Could you copy every line in the listing below that has the word "formatted"?

[[ GIVEN RECORDS, beginning ]]

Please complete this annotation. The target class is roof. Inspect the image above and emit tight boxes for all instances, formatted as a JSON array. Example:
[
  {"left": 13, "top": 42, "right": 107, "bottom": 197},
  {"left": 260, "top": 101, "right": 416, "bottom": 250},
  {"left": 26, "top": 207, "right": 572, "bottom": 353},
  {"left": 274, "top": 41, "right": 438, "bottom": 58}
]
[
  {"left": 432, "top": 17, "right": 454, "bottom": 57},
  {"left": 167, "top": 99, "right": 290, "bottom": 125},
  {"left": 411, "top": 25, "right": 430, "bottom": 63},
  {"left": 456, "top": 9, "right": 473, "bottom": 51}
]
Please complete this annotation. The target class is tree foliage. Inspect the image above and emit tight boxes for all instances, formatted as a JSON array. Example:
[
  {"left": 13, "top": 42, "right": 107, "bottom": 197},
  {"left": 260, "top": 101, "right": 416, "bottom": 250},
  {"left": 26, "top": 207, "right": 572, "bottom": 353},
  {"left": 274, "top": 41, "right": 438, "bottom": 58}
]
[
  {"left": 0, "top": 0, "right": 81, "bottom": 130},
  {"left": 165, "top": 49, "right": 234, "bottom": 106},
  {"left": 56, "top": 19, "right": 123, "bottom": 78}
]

[[ GIVEN RECORDS, end ]]
[[ GIVEN RECORDS, beginning ]]

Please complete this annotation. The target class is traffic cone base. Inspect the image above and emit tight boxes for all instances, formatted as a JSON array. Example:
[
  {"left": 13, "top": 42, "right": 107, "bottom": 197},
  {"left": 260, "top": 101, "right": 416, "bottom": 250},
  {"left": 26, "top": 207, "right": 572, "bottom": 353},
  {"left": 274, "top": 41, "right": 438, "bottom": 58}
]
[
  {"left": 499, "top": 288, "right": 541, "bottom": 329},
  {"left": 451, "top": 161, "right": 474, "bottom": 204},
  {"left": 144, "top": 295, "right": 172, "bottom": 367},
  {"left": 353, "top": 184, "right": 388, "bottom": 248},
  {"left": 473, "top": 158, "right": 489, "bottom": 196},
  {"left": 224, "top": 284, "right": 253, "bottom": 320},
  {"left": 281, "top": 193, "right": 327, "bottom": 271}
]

[[ GIVEN RECORDS, end ]]

### RESPONSE
Please complete this annotation. The target class is roof. Inspect the image above and emit tight boxes for all instances, formatted as a JSON array. Example:
Please complete this annotation. The target class is tree foliage. Inspect the image above and emit tight boxes for all instances, formatted as a JSON array. Example:
Please complete this annotation. The target class is traffic cone base. Inspect the image above and emit tight boxes for all instances, formatted as a JSON array. Example:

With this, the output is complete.